● **SET TASK 1**:
According to the conference program, at what time does Panel 3 on foreign policy begin?
● **SET TASK 2**:
Transcribe a passage from the conference program, beginning at the words "9.30 – 9.40" and stopping after "the Chatham House.".

The Finnish Institute of International Affairs in cooperation with the Centre for EU-Russia Studies (University of Tartu) and Chatham House (UK) will hold an international conference aimed at taking stock of Russian politics a year after the return of Putin. Researchers from Russia and Europe will analyse key developments in Russia's domestic politics, defence and security and foreign policy to determine what, if anything, has changed in Russia over the past 12 months.
9.30 – 9.40 Welcoming words
9.40 – 9.55 An opening address
10.00 – 12.00 Panel 1: Russian society
Presentations will focus on
12.00 – 13.30 Lunch break
13.30 – 14.50 Panel 2: Security and Defence
1) Reform of the armed forces, Mr Alexander Golts, Debuty Editor-in-Chief, Ezhednievnyi Zhurnal
15.10 – 17.00 Panel 3: Foreign Policy
1) Russia's evolving view and discourse of the West, Prof Viacheslav Morozov, CEURUS, University of Tartu
Opening and panel 1
The seminar was opened by representatives of the three organizing institutes – Dr Teija Tiilikainen, Director of the Finnish Institute of International Affairs; Professor Vyacheslav Morozov, Head of the EU-Russia Studies Programme at the University of Tartu; and James Nixey, Head of the Russia and Eurasia Programme at the Chatham House.

● **INFORMATION SUPPLIED**:
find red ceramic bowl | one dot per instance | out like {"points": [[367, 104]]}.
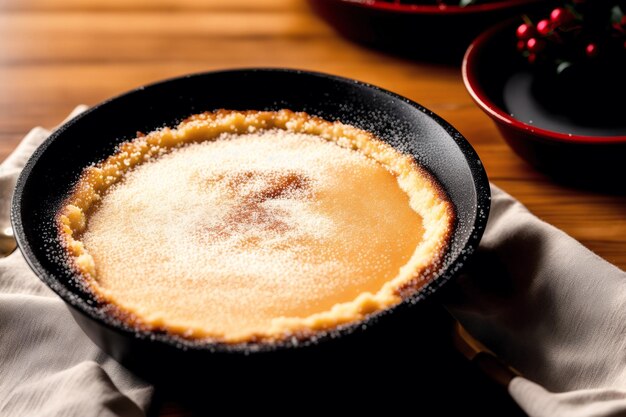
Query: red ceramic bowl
{"points": [[427, 31], [569, 147]]}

● **WORKED ANSWER 1**:
15.10

● **WORKED ANSWER 2**:
9.30 – 9.40 Welcoming words
9.40 – 9.55 An opening address
10.00 – 12.00 Panel 1: Russian society
Presentations will focus on
12.00 – 13.30 Lunch break
13.30 – 14.50 Panel 2: Security and Defence
1) Reform of the armed forces, Mr Alexander Golts, Debuty Editor-in-Chief, Ezhednievnyi Zhurnal
15.10 – 17.00 Panel 3: Foreign Policy
1) Russia's evolving view and discourse of the West, Prof Viacheslav Morozov, CEURUS, University of Tartu
Opening and panel 1
The seminar was opened by representatives of the three organizing institutes – Dr Teija Tiilikainen, Director of the Finnish Institute of International Affairs; Professor Vyacheslav Morozov, Head of the EU-Russia Studies Programme at the University of Tartu; and James Nixey, Head of the Russia and Eurasia Programme at the Chatham House.